What the task requires:
Set the following entries down again exactly, line by line.

(Object detection data)
"""

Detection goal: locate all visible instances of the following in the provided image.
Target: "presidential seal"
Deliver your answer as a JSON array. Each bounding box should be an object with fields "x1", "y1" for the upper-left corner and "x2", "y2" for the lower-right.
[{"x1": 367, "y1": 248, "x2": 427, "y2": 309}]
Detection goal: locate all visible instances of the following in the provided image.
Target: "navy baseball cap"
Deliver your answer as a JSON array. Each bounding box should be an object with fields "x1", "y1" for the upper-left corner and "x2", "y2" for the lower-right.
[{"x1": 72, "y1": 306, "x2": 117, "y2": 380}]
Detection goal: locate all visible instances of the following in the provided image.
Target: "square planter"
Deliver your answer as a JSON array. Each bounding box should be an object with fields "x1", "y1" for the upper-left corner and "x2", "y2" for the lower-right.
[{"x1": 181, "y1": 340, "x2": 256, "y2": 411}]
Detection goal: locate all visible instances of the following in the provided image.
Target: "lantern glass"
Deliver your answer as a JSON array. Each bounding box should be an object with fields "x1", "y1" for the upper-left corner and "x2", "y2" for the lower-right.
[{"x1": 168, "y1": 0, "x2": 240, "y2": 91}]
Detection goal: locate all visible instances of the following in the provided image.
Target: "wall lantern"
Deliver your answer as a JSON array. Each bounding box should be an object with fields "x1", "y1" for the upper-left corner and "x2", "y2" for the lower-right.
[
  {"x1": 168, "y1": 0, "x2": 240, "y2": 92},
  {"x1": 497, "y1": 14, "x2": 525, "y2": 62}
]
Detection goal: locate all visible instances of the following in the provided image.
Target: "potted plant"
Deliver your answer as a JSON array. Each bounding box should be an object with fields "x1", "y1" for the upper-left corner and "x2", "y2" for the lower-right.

"""

Written response:
Detection goal: locate all visible instances of the following in the provided image.
Target: "presidential seal"
Deliver your answer as a JSON array. Each bounding box should be an object with fields "x1", "y1" for the upper-left corner and "x2", "y2" for the lower-right.
[{"x1": 367, "y1": 248, "x2": 427, "y2": 309}]
Detection goal: locate all visible instances of the following in the provided image.
Target: "navy baseball cap"
Deliver your answer as a JSON array. Each bounding box should be an object with fields "x1", "y1" for the upper-left corner and "x2", "y2" for the lower-right.
[{"x1": 72, "y1": 306, "x2": 117, "y2": 380}]
Detection goal: locate all visible instances of the following in the provided image.
Target: "square planter"
Deliver your answer as a JSON array. Each bounding box should be an object with fields "x1", "y1" for the upper-left corner and "x2", "y2" for the lower-right.
[{"x1": 181, "y1": 340, "x2": 256, "y2": 411}]
Detection goal: locate all visible instances of the following in the provided image.
Target: "lantern glass"
Deliver your answer as a JSON array. Each bounding box should be an object with fields "x1", "y1" for the upper-left corner and "x2", "y2" for the lower-right.
[{"x1": 168, "y1": 0, "x2": 240, "y2": 91}]
Detection goal: locate all visible instances of the following in the provided image.
Target: "wall lantern"
Deliver your answer as a JSON array. Each bounding box should be an object with fields "x1", "y1" for the upper-left corner and "x2", "y2" for the lower-right.
[
  {"x1": 168, "y1": 0, "x2": 240, "y2": 92},
  {"x1": 497, "y1": 14, "x2": 525, "y2": 62}
]
Detection goal: locate all visible instances of the following in the provided image.
Target: "potted plant"
Deliver your answer as a JSON array. Each bounding box should be an object with fields "x1", "y1" for the upper-left corner and "x2", "y2" for the lower-right.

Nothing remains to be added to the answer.